**Data for the task**
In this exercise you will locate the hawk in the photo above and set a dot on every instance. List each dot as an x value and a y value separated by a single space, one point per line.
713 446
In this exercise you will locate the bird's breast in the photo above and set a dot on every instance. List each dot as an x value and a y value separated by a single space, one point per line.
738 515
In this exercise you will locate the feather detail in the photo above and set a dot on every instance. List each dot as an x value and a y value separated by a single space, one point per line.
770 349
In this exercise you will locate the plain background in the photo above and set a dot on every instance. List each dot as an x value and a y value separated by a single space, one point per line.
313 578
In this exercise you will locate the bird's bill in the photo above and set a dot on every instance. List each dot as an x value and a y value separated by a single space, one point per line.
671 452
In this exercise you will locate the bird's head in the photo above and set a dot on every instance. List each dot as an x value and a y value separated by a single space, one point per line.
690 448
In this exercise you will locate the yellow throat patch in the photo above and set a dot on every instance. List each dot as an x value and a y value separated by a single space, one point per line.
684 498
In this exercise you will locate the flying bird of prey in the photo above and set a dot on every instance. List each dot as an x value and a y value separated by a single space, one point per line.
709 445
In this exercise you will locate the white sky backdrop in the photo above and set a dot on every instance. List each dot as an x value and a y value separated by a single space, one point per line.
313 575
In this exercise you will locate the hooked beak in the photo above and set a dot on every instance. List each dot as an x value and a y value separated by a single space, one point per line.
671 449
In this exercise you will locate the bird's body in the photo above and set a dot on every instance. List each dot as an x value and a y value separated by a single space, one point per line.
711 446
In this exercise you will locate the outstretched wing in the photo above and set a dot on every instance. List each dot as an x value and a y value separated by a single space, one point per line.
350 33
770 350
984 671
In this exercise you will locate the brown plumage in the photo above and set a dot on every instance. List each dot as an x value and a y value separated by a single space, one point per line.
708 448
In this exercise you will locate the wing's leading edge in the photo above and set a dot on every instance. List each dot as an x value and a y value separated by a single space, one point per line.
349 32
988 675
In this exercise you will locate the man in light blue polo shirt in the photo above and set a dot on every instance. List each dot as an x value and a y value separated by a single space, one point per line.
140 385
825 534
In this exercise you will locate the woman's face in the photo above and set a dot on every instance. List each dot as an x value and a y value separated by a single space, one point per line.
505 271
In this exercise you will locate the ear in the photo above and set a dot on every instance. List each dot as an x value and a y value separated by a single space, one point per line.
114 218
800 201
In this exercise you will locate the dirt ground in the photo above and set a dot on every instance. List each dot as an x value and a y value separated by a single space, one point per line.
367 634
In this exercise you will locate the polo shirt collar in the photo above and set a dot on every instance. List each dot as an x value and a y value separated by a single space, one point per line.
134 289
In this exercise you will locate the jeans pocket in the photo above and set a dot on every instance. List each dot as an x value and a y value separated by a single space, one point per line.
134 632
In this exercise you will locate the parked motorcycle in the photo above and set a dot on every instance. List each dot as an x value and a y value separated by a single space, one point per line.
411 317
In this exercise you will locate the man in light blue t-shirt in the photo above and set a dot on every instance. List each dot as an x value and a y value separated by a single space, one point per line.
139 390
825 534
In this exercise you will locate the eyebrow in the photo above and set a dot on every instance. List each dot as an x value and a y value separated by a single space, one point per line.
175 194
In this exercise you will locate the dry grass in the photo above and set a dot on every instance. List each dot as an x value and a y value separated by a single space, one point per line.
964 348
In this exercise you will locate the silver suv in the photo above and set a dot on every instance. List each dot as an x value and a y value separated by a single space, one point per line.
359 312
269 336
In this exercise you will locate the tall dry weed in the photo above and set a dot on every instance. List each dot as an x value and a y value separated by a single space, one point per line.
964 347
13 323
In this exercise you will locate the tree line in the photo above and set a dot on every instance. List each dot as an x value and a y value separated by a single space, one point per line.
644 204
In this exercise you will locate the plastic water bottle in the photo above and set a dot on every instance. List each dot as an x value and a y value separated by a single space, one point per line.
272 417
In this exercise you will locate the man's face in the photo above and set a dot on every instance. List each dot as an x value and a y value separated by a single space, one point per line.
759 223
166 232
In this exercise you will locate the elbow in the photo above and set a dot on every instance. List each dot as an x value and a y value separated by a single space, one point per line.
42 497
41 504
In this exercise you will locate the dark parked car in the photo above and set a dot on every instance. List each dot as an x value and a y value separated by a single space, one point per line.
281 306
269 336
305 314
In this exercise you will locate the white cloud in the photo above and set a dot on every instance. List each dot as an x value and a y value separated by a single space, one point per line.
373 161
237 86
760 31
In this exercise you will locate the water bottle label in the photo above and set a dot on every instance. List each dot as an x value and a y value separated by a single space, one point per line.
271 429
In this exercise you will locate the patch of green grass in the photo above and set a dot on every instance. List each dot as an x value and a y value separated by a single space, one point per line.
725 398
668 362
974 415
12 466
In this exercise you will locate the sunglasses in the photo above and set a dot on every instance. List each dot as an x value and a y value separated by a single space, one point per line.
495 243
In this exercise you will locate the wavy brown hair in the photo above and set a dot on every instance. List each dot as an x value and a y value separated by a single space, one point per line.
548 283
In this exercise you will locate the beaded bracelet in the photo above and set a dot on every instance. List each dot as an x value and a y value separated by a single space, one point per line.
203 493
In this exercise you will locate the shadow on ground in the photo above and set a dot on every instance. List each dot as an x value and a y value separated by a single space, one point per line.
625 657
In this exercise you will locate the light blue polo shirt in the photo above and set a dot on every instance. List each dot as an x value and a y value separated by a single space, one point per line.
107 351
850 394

**What you need to do**
Copy the records again, starting at the line containing "In this exercise you will locate the patch" and ending at the last line of the records, with the requests included. Add 150 to every x and y coordinate in the answers.

**Exercise response**
In this exercise you will locate the patch of green grass in the photo above and set a dot on every instance. List each dot as an x value and a y value separated by a single space, one point per line.
875 548
818 512
1124 565
162 616
In this exercise you will locate the sunglasses in the photo above and set a dot on every instance. List each dot as an x value and a y value separated by a single space, one point per line.
645 393
In this exercise you will locate the wavy brown hair in the photo above and set a dot on every instance. List each dot as an x value and a y value separated by a single space, one point per line.
698 433
In this exercise you will locate the beaded bracelet in the photo above and set a dot on every instance. List each dot as an x value and a y value separated by a single space, one point per line.
353 643
In this exercise you will locate the shadow on ground in the photo above and set a dot on every instance. List each dot as an x value and a y value separated by a single space, one point per line.
775 807
In this exercise you will locate the light blue polo shirt in the photo above and set a dot on every instance. List each dot as an x value and a y value separated by a single space, one point per line.
257 501
1000 544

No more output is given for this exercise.